*Given data:*
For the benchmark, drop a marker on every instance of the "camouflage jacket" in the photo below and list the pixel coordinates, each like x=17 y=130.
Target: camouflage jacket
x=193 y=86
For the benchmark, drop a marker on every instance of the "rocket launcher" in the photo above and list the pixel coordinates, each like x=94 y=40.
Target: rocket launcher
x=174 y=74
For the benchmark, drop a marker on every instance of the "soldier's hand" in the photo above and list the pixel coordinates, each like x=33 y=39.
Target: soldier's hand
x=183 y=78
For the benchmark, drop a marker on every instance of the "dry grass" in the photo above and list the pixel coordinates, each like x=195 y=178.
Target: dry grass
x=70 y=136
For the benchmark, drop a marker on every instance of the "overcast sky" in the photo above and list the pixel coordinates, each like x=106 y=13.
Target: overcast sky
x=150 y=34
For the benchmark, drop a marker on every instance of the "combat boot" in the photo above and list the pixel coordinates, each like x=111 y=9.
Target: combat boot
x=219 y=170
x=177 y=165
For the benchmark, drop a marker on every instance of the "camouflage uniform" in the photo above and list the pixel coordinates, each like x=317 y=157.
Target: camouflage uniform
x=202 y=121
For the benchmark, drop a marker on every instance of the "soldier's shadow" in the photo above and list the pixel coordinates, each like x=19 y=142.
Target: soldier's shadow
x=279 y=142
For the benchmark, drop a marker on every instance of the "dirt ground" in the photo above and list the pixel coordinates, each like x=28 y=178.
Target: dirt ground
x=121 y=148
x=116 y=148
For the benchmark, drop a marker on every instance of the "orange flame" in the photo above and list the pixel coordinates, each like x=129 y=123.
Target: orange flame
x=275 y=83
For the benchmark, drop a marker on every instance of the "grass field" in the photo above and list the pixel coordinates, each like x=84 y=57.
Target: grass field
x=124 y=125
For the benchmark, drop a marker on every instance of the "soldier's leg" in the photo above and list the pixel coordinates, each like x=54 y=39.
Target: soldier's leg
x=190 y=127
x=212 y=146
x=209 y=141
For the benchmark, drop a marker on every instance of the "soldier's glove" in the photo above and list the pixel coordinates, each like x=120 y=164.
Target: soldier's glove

*Prompt:*
From the line holding "like x=129 y=123." through the last line above, reproduce each line exactly and add nothing.

*Final result:*
For the benchmark, drop a marker on every instance of the "orange flame" in the photo above and list the pixel coordinates, each like x=129 y=123.
Target: orange flame
x=275 y=83
For the benchmark, drop a marker on every instance of the "grass field" in the photo above and list the pixel coordinates, each like x=84 y=57.
Target: grass field
x=124 y=125
For the benchmark, drop a marker on every instance of the "soldier's leg" in the photo above and list the pixel coordinates, each like x=54 y=39.
Target: soldier's leg
x=190 y=127
x=212 y=146
x=209 y=141
For the benchmark, drop a marker on every instance of the "soldier's glove" in the photo above and list the pixel coordinates, each like x=120 y=164.
Target: soldier's glove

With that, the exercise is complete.